Exercise:
All that should appear is the run of lines from the one containing "Question: Identify the bounding box of the white" through the end of the records, each repeated exactly.

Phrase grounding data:
******
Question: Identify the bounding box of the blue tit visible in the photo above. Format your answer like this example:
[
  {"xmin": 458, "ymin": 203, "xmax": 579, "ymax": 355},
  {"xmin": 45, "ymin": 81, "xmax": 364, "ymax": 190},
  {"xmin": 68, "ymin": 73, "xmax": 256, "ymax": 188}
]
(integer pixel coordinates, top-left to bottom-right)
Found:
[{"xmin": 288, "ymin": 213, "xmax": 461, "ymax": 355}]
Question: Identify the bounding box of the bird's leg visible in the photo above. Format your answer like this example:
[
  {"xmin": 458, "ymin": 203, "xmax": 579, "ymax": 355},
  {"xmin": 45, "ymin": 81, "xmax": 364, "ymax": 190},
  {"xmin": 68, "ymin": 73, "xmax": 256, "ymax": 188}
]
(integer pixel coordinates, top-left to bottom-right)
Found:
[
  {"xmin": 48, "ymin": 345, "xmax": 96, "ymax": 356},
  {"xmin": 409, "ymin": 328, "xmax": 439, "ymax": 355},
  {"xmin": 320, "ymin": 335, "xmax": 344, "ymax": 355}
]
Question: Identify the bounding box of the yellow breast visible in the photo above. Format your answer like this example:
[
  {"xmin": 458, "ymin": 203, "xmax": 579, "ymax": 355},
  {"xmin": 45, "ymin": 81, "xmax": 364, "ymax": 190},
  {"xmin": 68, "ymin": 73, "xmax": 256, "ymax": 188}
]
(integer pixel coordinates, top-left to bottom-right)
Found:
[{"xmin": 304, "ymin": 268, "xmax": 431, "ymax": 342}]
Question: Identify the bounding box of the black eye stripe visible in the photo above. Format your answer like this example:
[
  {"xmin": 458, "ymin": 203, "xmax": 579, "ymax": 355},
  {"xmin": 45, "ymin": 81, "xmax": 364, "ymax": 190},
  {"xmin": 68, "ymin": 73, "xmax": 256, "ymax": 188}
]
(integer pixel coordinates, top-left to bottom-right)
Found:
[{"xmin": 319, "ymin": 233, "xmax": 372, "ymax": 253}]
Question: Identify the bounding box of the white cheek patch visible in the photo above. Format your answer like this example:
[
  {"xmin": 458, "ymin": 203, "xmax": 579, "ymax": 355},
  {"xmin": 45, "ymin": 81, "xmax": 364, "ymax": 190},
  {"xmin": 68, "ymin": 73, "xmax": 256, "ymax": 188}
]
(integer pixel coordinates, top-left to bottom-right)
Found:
******
Answer to this exercise:
Question: Identify the bounding box of the white cheek patch visible in the photo above. Format your answer like this example:
[
  {"xmin": 458, "ymin": 203, "xmax": 579, "ymax": 355},
  {"xmin": 45, "ymin": 81, "xmax": 364, "ymax": 190},
  {"xmin": 68, "ymin": 73, "xmax": 256, "ymax": 188}
]
(integer pixel coordinates, top-left to bottom-right)
Found:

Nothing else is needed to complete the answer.